RAW DATA:
--*--
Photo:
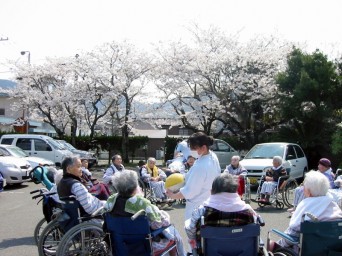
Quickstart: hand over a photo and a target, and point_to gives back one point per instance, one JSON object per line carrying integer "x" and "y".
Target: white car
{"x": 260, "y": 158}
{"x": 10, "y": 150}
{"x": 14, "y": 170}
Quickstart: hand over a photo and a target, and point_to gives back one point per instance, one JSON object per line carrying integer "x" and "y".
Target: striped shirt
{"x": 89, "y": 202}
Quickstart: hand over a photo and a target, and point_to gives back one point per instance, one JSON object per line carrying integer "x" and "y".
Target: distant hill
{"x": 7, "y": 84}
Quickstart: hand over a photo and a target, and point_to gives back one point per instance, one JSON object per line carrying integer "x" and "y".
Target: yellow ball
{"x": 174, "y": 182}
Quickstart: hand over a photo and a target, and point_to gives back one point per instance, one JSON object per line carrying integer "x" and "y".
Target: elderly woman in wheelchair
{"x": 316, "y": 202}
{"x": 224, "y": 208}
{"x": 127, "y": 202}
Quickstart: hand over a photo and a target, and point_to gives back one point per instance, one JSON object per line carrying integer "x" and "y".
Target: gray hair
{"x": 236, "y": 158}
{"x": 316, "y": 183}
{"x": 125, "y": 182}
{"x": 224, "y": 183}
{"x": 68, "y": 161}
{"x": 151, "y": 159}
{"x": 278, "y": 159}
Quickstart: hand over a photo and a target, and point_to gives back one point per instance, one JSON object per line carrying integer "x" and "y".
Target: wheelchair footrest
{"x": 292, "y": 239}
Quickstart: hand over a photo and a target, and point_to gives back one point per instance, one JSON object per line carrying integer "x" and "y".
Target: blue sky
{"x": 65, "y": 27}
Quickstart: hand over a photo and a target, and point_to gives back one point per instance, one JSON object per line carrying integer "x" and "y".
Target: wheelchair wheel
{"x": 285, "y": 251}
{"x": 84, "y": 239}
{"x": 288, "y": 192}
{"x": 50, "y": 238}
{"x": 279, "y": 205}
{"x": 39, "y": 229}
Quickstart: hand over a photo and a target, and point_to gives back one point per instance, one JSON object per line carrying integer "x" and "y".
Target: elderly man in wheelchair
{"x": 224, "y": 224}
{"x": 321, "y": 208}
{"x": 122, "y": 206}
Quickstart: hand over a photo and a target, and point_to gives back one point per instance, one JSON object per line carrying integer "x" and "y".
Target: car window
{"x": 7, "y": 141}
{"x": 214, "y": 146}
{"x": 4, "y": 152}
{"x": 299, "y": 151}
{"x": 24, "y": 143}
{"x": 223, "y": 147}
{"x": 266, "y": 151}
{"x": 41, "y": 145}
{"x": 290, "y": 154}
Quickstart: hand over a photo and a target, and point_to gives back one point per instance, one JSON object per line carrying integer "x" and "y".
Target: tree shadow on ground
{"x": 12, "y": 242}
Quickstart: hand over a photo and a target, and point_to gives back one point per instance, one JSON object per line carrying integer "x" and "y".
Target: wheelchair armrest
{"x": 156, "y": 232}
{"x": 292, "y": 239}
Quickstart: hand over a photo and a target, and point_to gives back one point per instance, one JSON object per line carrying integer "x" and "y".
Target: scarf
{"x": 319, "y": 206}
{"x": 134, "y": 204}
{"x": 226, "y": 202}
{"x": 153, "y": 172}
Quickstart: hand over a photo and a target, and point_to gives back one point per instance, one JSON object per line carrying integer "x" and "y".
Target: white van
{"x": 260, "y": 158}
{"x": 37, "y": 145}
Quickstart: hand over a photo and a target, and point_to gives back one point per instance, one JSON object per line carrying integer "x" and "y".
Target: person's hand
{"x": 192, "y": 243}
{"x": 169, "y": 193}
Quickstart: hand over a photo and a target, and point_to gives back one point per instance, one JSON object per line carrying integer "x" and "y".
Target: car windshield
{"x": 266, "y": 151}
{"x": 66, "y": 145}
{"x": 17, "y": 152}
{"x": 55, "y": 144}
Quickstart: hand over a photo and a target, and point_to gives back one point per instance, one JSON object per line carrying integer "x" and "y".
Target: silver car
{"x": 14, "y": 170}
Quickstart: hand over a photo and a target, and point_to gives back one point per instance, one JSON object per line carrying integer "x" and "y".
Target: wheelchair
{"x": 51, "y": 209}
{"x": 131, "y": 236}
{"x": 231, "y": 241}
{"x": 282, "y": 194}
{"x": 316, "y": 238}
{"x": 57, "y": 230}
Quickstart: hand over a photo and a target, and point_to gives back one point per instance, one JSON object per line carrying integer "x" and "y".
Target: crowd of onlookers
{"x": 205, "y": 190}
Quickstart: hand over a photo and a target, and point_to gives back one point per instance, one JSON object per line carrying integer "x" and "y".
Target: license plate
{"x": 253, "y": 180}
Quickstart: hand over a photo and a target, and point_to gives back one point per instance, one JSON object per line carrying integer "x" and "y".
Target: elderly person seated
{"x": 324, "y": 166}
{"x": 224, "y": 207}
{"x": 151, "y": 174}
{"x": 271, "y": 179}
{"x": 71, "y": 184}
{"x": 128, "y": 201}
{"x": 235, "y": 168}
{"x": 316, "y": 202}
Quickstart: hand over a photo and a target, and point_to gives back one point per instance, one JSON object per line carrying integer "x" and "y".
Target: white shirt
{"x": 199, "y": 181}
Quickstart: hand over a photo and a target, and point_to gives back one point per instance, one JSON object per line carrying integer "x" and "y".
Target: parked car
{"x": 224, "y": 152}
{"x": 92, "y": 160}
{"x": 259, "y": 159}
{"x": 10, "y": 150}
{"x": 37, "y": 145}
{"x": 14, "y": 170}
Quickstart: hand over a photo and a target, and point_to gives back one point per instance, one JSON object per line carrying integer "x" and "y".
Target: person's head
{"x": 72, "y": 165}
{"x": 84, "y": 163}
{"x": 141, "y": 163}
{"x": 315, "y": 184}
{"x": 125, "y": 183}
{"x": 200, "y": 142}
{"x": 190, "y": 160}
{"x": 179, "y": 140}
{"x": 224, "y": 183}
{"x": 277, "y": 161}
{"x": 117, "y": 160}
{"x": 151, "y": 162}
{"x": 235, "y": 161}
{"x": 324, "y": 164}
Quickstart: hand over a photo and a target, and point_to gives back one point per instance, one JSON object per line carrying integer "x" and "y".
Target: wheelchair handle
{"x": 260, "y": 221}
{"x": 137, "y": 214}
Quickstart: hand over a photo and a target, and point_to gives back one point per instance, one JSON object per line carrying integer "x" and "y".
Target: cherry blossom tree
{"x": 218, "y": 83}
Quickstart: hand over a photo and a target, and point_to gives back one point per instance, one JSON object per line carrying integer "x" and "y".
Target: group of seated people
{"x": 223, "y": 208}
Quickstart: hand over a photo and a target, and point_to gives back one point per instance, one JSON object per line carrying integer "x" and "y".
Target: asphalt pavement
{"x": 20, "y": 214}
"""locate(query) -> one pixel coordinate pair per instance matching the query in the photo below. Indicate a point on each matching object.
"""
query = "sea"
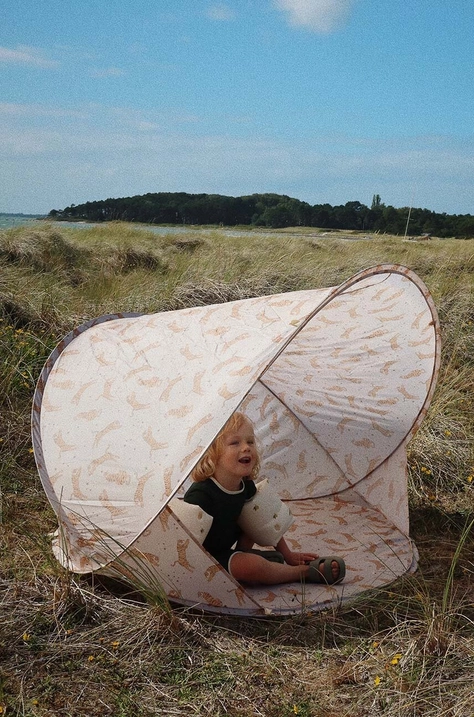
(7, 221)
--*--
WHAT YOU ARE ASKED TO DO:
Please repeat every record exactly as it stands, leaving out any pictures.

PROBLEM SOLUTION:
Photo:
Quickstart: hand over a photo and a target, and point_to gives back one point per instance, one JSON object per line carrying integer "x" and "y".
Target: white car
{"x": 260, "y": 158}
{"x": 10, "y": 150}
{"x": 14, "y": 170}
Quickstart: hand over a photo and a target, and point_to gives back one point per instance, one JSON object per line carrying integer "x" and "y".
Target: striped shirt
{"x": 89, "y": 202}
Quickstart: hand over a photo and a target, and point_to gives back one point per instance, one JSON object per line carrying integer "x" and "y".
Target: distant hill
{"x": 7, "y": 84}
Quickstart: hand over a photo and a target, and point_to gives back one point per instance, one JSON object per line carrying integer "x" and "y".
Target: yellow ball
{"x": 174, "y": 182}
Quickstart: hand over a photo and a target, and point_to gives back one point per instance, one JSON object per line carrying integer "x" and "y".
Target: elderly woman in wheelchair
{"x": 316, "y": 202}
{"x": 224, "y": 208}
{"x": 127, "y": 202}
Quickstart: hand over a photo and a target, and point_to gives back one point per instance, one JSON object per line carrying integer "x" and "y".
Target: gray hair
{"x": 236, "y": 158}
{"x": 316, "y": 183}
{"x": 125, "y": 182}
{"x": 224, "y": 183}
{"x": 68, "y": 161}
{"x": 151, "y": 159}
{"x": 278, "y": 159}
Quickstart: hand over a photo and a target, and point_to gives back one point per instance, one JSON object per line carrying integer "x" and "y".
Target: wheelchair footrest
{"x": 292, "y": 239}
Quickstart: hand over a photo and a target, and point_to gives back one point per instance, one JSON object per line carrying integer "x" and "y".
Target: blue sky
{"x": 65, "y": 27}
Quickstart: hand over a photo and a target, and point_to gives back one point per instance, one JSON object per line carrying integer "x" and "y".
Target: wheelchair wheel
{"x": 285, "y": 251}
{"x": 84, "y": 239}
{"x": 288, "y": 192}
{"x": 50, "y": 238}
{"x": 279, "y": 205}
{"x": 39, "y": 229}
Quickstart: hand over a photo and a target, and point_to gives back one point per instance, one JSON object per line carrying integer "x" and "y".
Target: elderly man in wheelchair
{"x": 224, "y": 224}
{"x": 321, "y": 208}
{"x": 122, "y": 206}
Quickstart: hand over a photo and a target, and point_to gives back one point per instance, one JSON object per line carrying integer "x" and "y".
Target: car window
{"x": 7, "y": 141}
{"x": 214, "y": 146}
{"x": 4, "y": 152}
{"x": 299, "y": 151}
{"x": 24, "y": 143}
{"x": 223, "y": 147}
{"x": 266, "y": 151}
{"x": 41, "y": 145}
{"x": 290, "y": 154}
Quickstart: hand over a photo and a target, and point_to gives back one point per instance, one JSON object per line carrying integer "x" and "y".
Target: tree shadow on ground
{"x": 12, "y": 242}
Quickstart: hand over a photo and a target, and point_to gives back one point per instance, one JSON object per line carrying integer "x" and "y".
Target: wheelchair armrest
{"x": 156, "y": 232}
{"x": 292, "y": 239}
Quickstart: hand over a photo and a target, and point_to gives back one point per instance, one JSON object per line carrying integer "x" and "y".
Target: scarf
{"x": 319, "y": 206}
{"x": 134, "y": 204}
{"x": 226, "y": 202}
{"x": 153, "y": 172}
Quickstart: hand over a photo and a target, and point_to gives back one point per instance, one JSON object per line carrying integer "x" and "y".
Target: white van
{"x": 260, "y": 158}
{"x": 37, "y": 145}
Quickstart: hand over a photo and a target, and point_to gives back one point per instance, one JSON object per line carrying integer "x" and "y".
Target: person's hand
{"x": 192, "y": 243}
{"x": 169, "y": 193}
Quickstart: hand over a photo and a target, and point_to gives back one point per instance, one JSON object per line carrying integer "x" and "y".
Target: car windshield
{"x": 266, "y": 151}
{"x": 66, "y": 145}
{"x": 17, "y": 152}
{"x": 55, "y": 144}
Quickstart: hand over a photo and a target, and point_to gives back one point per instance, one JSON object per line carrying integer "x" and "y".
Target: silver car
{"x": 14, "y": 170}
Quickstart: hand over a photo and a target, and point_to gives back one point per instance, one JSON object per line carrying integer "x" and "y".
Target: wheelchair
{"x": 51, "y": 209}
{"x": 131, "y": 236}
{"x": 231, "y": 241}
{"x": 282, "y": 194}
{"x": 316, "y": 238}
{"x": 57, "y": 230}
Quickstart: hand over a photo and a target, and point_to gives back one point per instance, one JSON object per line carrying integer "x" and "y".
Target: crowd of onlookers
{"x": 205, "y": 190}
Quickstart: hand over a photo and a target, and point_to gives back one point per instance, one JSON object per line carrying integer "x" and "y".
Target: license plate
{"x": 253, "y": 180}
Quickstart: hand over a photo and a target, and point_to gives back one point per instance, one JSON object per line carrying integer "x" and "y".
Target: elderly person seated
{"x": 324, "y": 166}
{"x": 224, "y": 207}
{"x": 151, "y": 174}
{"x": 271, "y": 179}
{"x": 71, "y": 184}
{"x": 128, "y": 201}
{"x": 235, "y": 168}
{"x": 316, "y": 202}
Quickstart: hand over a photo and a target, and point_to gives back one point per instance, one JSON object per line carrying integer "x" and "y".
Target: white shirt
{"x": 199, "y": 181}
Quickstart: hand over a photo and a target, and point_to gives back one point per instance, one JSON object per line carrying integer "x" and "y".
Target: parked car
{"x": 224, "y": 152}
{"x": 92, "y": 160}
{"x": 259, "y": 159}
{"x": 10, "y": 150}
{"x": 37, "y": 145}
{"x": 14, "y": 170}
Quickstart: hand over a photo and a target, and point_to gives back one point per instance, one JSON object per line carrying integer "x" and "y".
Target: person's head
{"x": 72, "y": 165}
{"x": 84, "y": 163}
{"x": 141, "y": 163}
{"x": 315, "y": 184}
{"x": 125, "y": 183}
{"x": 200, "y": 142}
{"x": 190, "y": 160}
{"x": 179, "y": 140}
{"x": 224, "y": 183}
{"x": 277, "y": 161}
{"x": 117, "y": 160}
{"x": 151, "y": 162}
{"x": 235, "y": 161}
{"x": 324, "y": 164}
Quickstart: hand over a photo and a target, and point_to gives back one point per instance, one JSON object per line carrying integer "x" and "y".
Target: wheelchair handle
{"x": 260, "y": 221}
{"x": 137, "y": 214}
Quickstart: hand over a photo and a target, and point_to gives back one point per instance, one JSON object per line carrying integer "x" and "y".
Target: cherry blossom tree
{"x": 218, "y": 83}
Quickstart: hand over a photo and a target, and point_to gives back one point per instance, one JSON object per line carrying integer "x" and "y".
Target: group of seated people
{"x": 223, "y": 208}
Quickstart: hand over a photo and a target, and point_to gives back one point per instance, one JSON object per line carrying integer "x" and "y".
Target: asphalt pavement
{"x": 20, "y": 214}
"""locate(query) -> one pixel coordinate pair per instance matching the query in the photo below. Indicate a point on each matching object.
"""
query = "sea"
(7, 221)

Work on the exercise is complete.